Work instruction A
Update the infertility blog excerpt from "Clomid makes you" to "make a baby.", inclusive, writing "Clomiphene" in place of "Clomid".
Work instruction B
According to the infertility blog excerpt, how long do you have to get a semen sample to the doctor's office?
Work instruction C
Pick up the infertility blog excerpt after its last line and keep writing it.

Your life revolves around your cycle. Vacations, trips, family get togethers, etc, are mapped out according what cycle day you will be on. And if that isn't bad enough your life becomes even more complicated once you have a fertility specialist get in on the fun!! Have you ever wondered how long you have to get a semen sample to the doctor's office?? Thirty minutes! And did you know that you must keep it warm en route? How do you do this, you ask? You place the cup in your bra. Yes, you race down the interstate with a cup of sperm nestled between your boobies praying that you make it there in time all the while praying that a cop does not pull you over. Try explaining that one!!!

Some other fun tidbits:

Clomid makes you psycho.

Standing on your head after sex is not fun. Nor does it work.

Having a doctor, a nurse and tech stare at your hoo-ha is not a fun way to make a baby.

Never use the handicap bathroom anywhere near where they test semen samples. Contrary to what TV shows you (nice room, mood lighting, magazines) most offices do not have a place for a man to "give a sample". They send your hubby to the bathroom. Gross!! And there is nothing more fun than having someone knock on the door every 30 seconds!! And the germs........nuff said!

So that is a short lesson in the day in the life of the infertile couple. I hope that you learned a little of what we go through. I am sure that once we go to choose our embies I will have more to share! :-)

Thursday, July 23, 2009

Surgery is over

I had my surgery yesterday and I am glad that it is behind me. I am ready to begin moving forward. I have a post-op appointment in 2-3 weeks and hopefully then I will have a better idea of the time line for the transfer. A part of me is ready to proceed but another part of me is terrified. If we do not try, then we cannot fail. On the other hand, if we do not try we cannot succeed either. I just don't know if I am ready for another negative pregnancy test. I should have bought stock in pregnancy tests!!!

So again, we wait.........

Point localization data
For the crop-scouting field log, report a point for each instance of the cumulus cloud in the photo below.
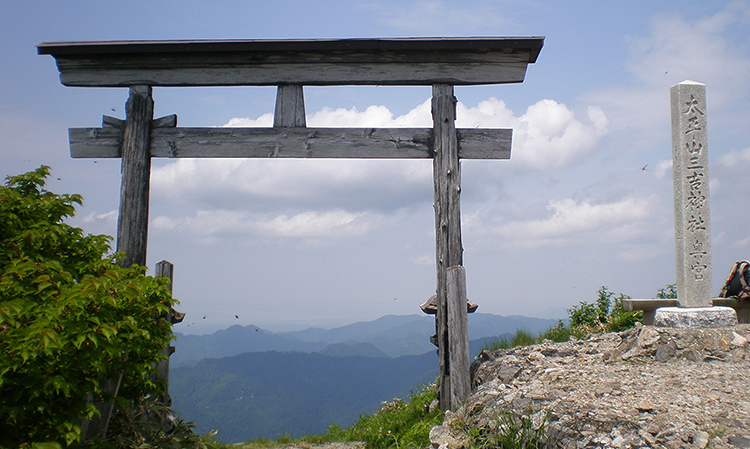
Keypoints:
(547, 135)
(570, 221)
(232, 224)
(675, 50)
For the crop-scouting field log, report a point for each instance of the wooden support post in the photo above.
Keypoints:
(165, 269)
(97, 426)
(290, 107)
(449, 251)
(458, 335)
(132, 223)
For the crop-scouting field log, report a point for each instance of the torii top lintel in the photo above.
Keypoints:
(321, 62)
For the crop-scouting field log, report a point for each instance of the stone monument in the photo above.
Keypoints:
(692, 221)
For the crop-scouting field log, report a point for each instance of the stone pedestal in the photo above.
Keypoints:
(695, 317)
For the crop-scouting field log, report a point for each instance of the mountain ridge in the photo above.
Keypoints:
(393, 335)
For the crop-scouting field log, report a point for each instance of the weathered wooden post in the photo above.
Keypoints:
(132, 221)
(452, 331)
(165, 269)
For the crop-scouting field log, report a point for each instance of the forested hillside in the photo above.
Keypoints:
(273, 393)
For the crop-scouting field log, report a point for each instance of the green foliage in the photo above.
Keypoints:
(520, 338)
(70, 318)
(606, 314)
(511, 430)
(143, 427)
(668, 292)
(399, 424)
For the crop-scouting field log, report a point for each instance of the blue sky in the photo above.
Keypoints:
(288, 244)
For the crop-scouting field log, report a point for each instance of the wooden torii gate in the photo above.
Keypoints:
(291, 64)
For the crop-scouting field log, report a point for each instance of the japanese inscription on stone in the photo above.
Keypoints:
(691, 199)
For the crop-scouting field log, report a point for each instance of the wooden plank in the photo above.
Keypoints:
(132, 221)
(303, 74)
(458, 336)
(425, 61)
(290, 107)
(386, 143)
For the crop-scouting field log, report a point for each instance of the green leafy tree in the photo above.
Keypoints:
(668, 292)
(70, 318)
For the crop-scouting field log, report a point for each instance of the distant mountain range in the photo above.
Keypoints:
(248, 383)
(390, 336)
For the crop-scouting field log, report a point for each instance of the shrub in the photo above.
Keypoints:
(70, 317)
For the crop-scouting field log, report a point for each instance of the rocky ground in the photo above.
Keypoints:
(644, 387)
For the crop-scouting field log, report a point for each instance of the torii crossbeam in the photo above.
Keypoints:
(291, 64)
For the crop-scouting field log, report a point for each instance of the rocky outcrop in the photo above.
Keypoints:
(644, 387)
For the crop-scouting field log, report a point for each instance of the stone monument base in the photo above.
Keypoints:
(695, 317)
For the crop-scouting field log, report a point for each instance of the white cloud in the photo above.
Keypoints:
(424, 259)
(264, 121)
(548, 135)
(569, 221)
(92, 217)
(743, 243)
(676, 50)
(211, 224)
(662, 167)
(433, 16)
(733, 158)
(316, 224)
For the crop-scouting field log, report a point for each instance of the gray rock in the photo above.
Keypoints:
(644, 387)
(695, 317)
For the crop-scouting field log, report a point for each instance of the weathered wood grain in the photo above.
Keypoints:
(164, 269)
(449, 251)
(385, 143)
(425, 61)
(303, 74)
(458, 336)
(132, 221)
(290, 107)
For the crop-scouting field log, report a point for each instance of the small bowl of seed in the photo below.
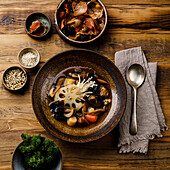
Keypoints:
(15, 78)
(28, 57)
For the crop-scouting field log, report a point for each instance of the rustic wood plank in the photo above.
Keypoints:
(138, 17)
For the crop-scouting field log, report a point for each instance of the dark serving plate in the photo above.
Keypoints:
(66, 38)
(18, 161)
(44, 80)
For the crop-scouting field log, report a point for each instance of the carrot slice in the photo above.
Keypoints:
(91, 118)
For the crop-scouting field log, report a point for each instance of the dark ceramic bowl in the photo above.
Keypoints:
(18, 161)
(45, 78)
(40, 17)
(10, 69)
(62, 35)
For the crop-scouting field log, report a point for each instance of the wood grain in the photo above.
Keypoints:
(131, 23)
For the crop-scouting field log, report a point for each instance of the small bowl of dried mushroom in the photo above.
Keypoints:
(37, 25)
(28, 57)
(14, 78)
(80, 21)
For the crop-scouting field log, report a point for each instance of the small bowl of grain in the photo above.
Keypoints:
(28, 57)
(15, 78)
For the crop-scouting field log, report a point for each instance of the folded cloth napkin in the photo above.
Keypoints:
(150, 118)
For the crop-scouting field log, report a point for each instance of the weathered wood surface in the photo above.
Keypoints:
(131, 23)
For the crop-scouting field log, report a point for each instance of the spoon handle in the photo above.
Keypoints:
(133, 125)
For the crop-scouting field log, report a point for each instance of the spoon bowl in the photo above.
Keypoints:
(135, 77)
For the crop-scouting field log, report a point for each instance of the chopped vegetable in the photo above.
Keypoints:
(81, 20)
(39, 153)
(91, 118)
(72, 121)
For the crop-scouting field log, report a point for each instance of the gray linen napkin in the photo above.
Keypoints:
(150, 118)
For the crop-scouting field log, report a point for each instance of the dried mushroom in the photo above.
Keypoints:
(81, 20)
(78, 97)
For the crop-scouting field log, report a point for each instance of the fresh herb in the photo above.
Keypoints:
(39, 153)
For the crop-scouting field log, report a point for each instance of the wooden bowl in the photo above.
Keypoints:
(18, 161)
(45, 78)
(62, 35)
(40, 17)
(13, 68)
(26, 50)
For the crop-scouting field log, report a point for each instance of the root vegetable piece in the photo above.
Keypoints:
(103, 91)
(91, 118)
(72, 121)
(89, 23)
(69, 81)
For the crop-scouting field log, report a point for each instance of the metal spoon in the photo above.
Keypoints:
(135, 77)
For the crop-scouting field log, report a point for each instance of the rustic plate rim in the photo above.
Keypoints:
(110, 128)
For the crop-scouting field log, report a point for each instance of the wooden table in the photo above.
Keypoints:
(131, 23)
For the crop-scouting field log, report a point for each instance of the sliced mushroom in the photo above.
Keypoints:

Task output A
Clomiphene makes you psycho.

Standing on your head after sex is not fun. Nor does it work.

Having a doctor, a nurse and tech stare at your hoo-ha is not a fun way to make a baby.

Task output B
Thirty minutes.

Task output C
Thursday, July 16, 2009

Attending a baby shower

I have not attended a baby shower in over 7 years. There came a time in my life that I no longer felt the need to endure countless questions about my empty womb, advice on how to get pg, and other insensitive comments. All of my hiding is now coming to an end as my sister is pg and it is her shower. And I am hosting it. On MY birthday. How did this happen, you ask? I really do not know. But now that it has I am gearing up for the usual "so when will it be your turn?" and "you are not getting any younger" comments and I must say that I am not looking forward to it. Most of the attendees will be her friends with a smattering of family and family friends, most of which I have not seen on over 11 years. This should be fun! With family I feel somewhat compelled to be nice. Strangers? Not so much! But I will say that those that ask had better be prepared to hear a dissertation on the hows and whys (or in my case the how-not and why-not) of reproductive organs. Should I speak code: EA, FET, HSG, HCG, etc??? Or big words: sonohystogram, hysteroscopy, etc? Which would scare them more? By the time that I am done with them they may never ask another person if they have kids or not!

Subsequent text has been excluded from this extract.